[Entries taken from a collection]
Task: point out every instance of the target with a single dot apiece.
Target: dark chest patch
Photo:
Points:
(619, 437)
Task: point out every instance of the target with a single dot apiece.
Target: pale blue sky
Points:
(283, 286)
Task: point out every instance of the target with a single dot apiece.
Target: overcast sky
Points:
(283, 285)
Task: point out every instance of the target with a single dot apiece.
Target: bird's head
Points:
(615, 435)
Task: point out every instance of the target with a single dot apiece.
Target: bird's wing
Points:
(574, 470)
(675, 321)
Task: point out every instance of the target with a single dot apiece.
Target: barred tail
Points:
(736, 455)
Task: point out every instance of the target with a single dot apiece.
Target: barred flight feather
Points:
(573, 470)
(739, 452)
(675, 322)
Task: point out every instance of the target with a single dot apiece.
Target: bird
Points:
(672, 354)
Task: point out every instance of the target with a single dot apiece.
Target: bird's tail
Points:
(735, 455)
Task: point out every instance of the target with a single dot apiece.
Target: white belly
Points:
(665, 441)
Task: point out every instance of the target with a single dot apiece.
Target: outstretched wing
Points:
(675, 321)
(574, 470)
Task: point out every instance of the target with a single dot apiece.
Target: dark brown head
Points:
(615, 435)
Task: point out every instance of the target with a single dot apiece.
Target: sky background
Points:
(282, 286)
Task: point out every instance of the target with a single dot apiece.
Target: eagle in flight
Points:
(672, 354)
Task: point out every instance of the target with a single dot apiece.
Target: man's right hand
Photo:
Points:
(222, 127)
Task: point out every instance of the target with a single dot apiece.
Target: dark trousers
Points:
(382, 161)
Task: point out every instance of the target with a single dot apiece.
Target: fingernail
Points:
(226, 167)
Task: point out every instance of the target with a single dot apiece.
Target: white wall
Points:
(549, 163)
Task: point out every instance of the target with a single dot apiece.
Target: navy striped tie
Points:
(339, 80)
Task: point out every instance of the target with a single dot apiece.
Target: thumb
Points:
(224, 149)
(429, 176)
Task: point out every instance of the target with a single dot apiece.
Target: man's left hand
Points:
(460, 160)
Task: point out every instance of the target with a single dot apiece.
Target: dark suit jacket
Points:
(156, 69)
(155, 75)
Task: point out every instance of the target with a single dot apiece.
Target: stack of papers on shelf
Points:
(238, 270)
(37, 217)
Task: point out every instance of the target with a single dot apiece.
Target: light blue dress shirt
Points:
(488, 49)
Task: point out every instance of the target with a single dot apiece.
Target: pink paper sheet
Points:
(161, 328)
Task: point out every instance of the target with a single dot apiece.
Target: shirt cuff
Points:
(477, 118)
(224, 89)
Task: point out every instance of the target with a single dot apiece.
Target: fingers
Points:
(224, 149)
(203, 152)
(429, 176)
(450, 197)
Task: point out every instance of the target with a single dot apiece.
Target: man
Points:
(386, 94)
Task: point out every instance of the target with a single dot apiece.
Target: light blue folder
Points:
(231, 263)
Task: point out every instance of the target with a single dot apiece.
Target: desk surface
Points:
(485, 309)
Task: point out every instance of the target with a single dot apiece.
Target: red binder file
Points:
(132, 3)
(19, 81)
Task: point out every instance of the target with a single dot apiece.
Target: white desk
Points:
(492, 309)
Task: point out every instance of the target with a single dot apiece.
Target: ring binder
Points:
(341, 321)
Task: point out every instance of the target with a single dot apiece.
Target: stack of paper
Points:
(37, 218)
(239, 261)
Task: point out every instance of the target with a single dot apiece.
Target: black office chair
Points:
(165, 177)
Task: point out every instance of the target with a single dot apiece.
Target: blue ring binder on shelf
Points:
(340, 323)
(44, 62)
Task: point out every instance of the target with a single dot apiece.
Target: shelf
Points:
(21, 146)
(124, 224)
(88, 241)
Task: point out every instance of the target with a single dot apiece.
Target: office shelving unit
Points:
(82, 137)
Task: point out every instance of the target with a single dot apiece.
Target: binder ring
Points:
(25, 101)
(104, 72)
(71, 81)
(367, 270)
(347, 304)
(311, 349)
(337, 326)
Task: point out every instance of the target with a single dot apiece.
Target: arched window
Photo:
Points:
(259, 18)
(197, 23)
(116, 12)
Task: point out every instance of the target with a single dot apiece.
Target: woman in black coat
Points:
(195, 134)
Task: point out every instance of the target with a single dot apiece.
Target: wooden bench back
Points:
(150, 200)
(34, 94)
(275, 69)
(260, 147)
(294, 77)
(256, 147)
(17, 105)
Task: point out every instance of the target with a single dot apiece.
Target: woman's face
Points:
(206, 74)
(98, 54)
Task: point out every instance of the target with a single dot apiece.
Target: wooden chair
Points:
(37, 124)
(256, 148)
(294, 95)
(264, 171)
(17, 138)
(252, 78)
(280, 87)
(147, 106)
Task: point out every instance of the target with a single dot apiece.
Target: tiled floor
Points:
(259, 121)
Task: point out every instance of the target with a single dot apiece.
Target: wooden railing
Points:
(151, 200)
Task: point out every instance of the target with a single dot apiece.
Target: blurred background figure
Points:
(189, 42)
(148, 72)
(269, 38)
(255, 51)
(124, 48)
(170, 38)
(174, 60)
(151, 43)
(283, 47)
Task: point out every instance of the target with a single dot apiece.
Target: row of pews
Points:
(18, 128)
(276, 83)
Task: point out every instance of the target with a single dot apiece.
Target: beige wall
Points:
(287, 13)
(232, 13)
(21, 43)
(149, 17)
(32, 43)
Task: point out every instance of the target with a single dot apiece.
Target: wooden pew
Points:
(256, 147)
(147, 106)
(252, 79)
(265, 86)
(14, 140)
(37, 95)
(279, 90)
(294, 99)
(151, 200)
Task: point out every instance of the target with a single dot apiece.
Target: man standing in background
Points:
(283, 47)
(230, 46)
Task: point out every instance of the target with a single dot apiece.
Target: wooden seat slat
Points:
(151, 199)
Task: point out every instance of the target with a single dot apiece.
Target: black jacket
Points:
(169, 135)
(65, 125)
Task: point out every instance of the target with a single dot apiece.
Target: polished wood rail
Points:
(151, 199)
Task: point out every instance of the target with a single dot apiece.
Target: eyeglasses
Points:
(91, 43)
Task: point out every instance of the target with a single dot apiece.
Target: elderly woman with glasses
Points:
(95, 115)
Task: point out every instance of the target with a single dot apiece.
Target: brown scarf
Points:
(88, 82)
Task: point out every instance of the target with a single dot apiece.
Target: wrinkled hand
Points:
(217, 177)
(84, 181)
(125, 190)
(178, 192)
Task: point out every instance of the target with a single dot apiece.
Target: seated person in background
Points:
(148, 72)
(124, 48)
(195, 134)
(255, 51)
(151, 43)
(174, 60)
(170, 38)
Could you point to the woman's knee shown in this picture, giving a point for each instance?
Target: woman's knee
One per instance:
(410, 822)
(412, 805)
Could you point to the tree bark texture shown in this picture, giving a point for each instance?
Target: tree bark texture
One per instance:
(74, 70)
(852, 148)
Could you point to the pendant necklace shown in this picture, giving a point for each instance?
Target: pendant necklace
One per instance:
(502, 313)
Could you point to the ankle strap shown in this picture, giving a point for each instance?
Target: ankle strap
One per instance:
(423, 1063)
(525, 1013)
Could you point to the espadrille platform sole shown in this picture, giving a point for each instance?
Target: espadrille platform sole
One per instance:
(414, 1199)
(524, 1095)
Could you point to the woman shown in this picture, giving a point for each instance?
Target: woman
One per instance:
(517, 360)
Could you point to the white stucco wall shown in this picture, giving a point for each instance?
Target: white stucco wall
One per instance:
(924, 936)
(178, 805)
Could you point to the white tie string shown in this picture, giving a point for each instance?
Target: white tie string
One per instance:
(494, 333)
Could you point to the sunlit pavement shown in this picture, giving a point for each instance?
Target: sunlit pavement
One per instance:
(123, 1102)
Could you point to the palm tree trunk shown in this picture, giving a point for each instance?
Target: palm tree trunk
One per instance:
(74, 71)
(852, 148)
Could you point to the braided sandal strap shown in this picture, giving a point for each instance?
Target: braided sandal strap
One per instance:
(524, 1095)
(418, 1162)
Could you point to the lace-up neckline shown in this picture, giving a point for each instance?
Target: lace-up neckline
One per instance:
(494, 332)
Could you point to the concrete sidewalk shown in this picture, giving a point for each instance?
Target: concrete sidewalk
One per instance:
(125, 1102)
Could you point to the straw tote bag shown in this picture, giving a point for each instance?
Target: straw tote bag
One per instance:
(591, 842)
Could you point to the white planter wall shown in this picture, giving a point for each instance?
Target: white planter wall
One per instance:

* [TASK DESCRIPTION]: Your response should consist solely of the lines from the one containing "Target: concrete sidewalk" to the end of the entries, both ends included, exactly as they appear.

* [COMPLETED TASK]:
Target: concrete sidewalk
One per instance:
(125, 1102)
Could you point to the straw tote bag shown in this picture, giving a point for each instance?
Target: straw tote bag
One per instance:
(591, 842)
Could you point to the white planter wall shown in this picture, giving a point for each instance?
Target: white planter wall
One per instance:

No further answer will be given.